*** THE INPUT ***
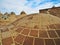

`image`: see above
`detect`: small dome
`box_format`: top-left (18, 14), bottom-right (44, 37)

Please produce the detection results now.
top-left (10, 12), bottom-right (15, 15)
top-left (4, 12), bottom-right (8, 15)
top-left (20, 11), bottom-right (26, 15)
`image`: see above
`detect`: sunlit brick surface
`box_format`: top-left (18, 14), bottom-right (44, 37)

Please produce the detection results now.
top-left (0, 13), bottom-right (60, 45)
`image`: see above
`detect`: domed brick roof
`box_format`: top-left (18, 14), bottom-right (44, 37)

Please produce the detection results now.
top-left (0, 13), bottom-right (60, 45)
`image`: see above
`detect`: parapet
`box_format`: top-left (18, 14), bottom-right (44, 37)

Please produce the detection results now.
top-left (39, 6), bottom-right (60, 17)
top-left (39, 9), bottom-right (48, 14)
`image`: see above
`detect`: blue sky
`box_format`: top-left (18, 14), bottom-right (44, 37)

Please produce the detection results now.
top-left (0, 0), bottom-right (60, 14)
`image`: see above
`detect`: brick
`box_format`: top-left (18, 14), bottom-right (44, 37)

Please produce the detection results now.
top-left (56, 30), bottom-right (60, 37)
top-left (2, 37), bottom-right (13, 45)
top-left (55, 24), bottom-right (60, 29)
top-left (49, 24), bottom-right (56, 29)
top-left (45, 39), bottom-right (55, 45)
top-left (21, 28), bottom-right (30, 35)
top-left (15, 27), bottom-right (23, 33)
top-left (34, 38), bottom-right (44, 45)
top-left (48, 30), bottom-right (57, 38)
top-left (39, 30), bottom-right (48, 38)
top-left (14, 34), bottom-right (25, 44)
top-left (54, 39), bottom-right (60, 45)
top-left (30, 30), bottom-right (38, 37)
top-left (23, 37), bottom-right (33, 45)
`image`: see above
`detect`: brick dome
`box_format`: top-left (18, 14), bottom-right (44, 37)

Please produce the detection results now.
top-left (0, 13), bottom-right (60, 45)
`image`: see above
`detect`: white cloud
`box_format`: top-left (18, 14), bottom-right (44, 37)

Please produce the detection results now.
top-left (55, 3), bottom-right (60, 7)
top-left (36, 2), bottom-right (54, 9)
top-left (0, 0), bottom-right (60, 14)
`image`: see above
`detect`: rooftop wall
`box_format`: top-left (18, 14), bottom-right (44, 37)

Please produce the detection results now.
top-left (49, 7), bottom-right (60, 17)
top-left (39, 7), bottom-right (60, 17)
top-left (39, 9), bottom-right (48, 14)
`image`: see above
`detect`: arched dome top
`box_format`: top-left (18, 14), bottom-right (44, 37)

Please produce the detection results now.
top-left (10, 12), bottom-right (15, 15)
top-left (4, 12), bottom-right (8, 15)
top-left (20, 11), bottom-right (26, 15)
*** End of THE INPUT ***
*** THE INPUT ***
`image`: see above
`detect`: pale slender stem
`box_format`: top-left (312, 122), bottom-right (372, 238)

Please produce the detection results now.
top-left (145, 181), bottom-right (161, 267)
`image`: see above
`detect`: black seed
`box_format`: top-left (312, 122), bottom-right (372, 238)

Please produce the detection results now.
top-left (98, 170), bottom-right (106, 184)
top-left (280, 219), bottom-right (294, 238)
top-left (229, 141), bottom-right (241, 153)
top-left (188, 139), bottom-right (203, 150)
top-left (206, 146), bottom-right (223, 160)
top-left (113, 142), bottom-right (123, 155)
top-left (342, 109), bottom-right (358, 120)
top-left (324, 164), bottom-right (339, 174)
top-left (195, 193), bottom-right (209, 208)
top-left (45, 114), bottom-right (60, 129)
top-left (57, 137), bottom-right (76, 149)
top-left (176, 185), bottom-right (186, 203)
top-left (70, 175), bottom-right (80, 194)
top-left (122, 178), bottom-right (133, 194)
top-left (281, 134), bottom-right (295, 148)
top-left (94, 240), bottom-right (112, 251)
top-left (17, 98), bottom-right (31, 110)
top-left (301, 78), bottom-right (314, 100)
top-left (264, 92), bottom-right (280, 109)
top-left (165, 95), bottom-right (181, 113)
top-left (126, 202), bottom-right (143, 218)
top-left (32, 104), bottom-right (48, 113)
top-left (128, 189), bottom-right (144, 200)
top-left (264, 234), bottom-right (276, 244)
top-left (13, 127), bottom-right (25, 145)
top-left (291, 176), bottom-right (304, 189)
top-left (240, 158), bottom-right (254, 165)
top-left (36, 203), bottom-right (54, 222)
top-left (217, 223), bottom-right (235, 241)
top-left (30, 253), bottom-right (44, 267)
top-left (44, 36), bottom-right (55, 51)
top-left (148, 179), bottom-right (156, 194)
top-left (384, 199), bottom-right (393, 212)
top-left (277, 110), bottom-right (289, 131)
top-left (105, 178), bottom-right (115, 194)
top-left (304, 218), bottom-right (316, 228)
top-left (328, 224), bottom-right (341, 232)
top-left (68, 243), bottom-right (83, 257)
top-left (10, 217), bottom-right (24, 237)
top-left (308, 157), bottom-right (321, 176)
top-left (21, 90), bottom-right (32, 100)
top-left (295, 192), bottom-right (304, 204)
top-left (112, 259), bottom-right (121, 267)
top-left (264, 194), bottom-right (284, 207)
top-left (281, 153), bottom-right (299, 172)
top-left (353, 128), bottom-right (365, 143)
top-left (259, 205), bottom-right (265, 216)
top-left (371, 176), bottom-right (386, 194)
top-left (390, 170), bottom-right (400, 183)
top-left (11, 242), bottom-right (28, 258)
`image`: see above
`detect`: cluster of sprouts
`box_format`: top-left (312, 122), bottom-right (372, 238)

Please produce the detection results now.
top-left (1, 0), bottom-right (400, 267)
*** End of THE INPUT ***
*** THE INPUT ***
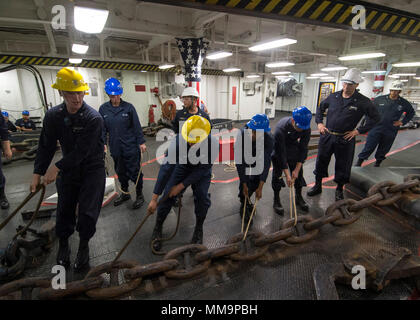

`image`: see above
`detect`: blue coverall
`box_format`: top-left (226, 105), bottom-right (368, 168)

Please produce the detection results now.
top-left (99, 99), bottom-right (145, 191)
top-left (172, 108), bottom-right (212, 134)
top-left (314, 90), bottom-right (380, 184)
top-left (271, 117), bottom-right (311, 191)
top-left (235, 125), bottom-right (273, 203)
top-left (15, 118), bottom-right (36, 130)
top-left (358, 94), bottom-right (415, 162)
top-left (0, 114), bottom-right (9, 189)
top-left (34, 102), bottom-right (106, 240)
*** End of THE INPUT ***
ASSIGNED TASK: Look for the word "blue" in every line of the listing and copy the lines that have it.

ANSWER SECTION:
`detect`: blue sky
`detect`: blue coverall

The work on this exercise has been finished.